Directions:
1. Answer these questions about the surrender exchange, one answer per line, marked (a), (b), (c) like the questions:
(a) How many minutes were given to decide on surrender?
(b) How would the surrendering forces be treated if they accepted?
(c) Who answered the demand?
2. Continue the passage on the surrender demand and General Corse's reply, starting after its last sentence.

Provided text:

%%

I have placed the forces under my command in such positions that you are surrounded, and to avoid a needless effusion of blood I call on you to surrender your forces at once, and unconditionally.
Five minutes will be allowed you to decide. Should you accede to this, you will be treated in the most honorable manner as prisoners of war.

General Corse answered immediately:

Your communication demanding surrender of my command I acknowledge receipt of, and respectfully reply that we are prepared for the "needless effusion of blood" whenever it is agreeable to you.

%%

The data:
%%

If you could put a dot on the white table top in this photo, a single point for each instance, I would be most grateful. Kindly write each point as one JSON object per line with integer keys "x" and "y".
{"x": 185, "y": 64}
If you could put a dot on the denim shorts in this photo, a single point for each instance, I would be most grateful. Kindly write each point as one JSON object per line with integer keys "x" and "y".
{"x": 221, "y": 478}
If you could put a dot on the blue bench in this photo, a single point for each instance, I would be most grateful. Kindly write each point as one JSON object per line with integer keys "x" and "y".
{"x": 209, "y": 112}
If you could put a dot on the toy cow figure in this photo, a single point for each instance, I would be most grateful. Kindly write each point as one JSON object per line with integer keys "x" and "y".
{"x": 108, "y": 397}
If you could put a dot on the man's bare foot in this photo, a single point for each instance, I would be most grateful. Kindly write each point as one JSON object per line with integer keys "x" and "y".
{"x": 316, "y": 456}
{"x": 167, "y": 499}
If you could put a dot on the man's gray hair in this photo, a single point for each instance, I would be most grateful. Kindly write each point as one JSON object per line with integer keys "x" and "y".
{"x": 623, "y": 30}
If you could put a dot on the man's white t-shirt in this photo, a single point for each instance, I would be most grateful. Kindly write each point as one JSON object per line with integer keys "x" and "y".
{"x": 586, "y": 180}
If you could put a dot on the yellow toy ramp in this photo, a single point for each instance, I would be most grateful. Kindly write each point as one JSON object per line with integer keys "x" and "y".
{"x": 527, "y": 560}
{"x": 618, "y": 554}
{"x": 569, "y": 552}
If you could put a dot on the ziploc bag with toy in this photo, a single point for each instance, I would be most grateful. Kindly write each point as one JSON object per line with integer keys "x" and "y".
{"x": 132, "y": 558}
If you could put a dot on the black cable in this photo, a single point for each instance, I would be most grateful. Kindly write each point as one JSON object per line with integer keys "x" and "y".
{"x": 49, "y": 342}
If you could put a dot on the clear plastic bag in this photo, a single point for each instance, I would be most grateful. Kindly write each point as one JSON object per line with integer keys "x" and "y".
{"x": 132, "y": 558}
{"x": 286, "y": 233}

%%
%%

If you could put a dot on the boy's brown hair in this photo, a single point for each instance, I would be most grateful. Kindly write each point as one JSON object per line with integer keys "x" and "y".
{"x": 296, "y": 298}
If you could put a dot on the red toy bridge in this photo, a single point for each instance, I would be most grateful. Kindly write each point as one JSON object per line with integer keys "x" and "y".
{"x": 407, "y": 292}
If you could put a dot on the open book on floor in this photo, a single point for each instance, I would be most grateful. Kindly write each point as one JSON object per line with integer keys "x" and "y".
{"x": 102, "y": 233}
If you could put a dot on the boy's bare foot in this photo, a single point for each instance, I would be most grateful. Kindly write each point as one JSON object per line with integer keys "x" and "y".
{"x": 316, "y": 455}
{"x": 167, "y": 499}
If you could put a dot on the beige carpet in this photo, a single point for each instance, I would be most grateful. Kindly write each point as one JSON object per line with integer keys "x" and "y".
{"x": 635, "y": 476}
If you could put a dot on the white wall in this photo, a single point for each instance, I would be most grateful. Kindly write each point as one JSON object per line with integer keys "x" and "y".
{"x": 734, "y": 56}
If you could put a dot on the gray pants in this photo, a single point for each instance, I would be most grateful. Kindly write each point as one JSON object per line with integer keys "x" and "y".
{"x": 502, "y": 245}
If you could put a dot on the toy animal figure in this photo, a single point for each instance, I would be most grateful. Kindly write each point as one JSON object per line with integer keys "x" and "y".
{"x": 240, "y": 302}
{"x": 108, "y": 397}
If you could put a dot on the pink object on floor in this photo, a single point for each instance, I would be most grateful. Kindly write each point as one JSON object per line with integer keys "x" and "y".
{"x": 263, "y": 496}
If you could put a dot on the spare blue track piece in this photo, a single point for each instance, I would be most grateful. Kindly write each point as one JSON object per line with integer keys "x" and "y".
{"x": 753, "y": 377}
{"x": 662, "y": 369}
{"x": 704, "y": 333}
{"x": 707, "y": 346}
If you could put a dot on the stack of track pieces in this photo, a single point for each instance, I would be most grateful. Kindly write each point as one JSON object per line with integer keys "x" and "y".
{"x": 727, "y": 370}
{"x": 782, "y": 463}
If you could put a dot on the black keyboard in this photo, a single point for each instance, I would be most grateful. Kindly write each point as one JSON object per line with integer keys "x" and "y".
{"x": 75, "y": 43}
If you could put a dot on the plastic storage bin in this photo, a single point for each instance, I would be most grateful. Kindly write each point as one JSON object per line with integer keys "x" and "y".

%%

Answers to the problems:
1.
(a) Five minutes.
(b) In the most honorable manner, as prisoners of war.
(c) General Corse.

2.
==Aftermath==
Allatoona was a relatively small, but bloody battle with high percentages of casualties: 706 Union (including about 200 prisoners) and 897 Confederate. Nonetheless, in his autobiography, General and President U.S. Grant praised the stand made by Corse and his men. Corse was wounded during the battle and on the following day sent a message to Sherman: "I am short a cheek bone and one ear, but am able to whip all hell yet." French was unsuccessful in seizing the railroad cut and Federal garrison, regretting in particular that he was unable to seize the one million rations stored there, or to burn them before he retreated.

Gen. Sherman's message to Allatoona via signal flag to "hold the fort" inspired the later popular religious hymn entitled Hold the Fort by Chicago evangelist Philip P. Bliss, which featured the chorus, 'Hold the fort, for I am coming,’ which then became a common expression.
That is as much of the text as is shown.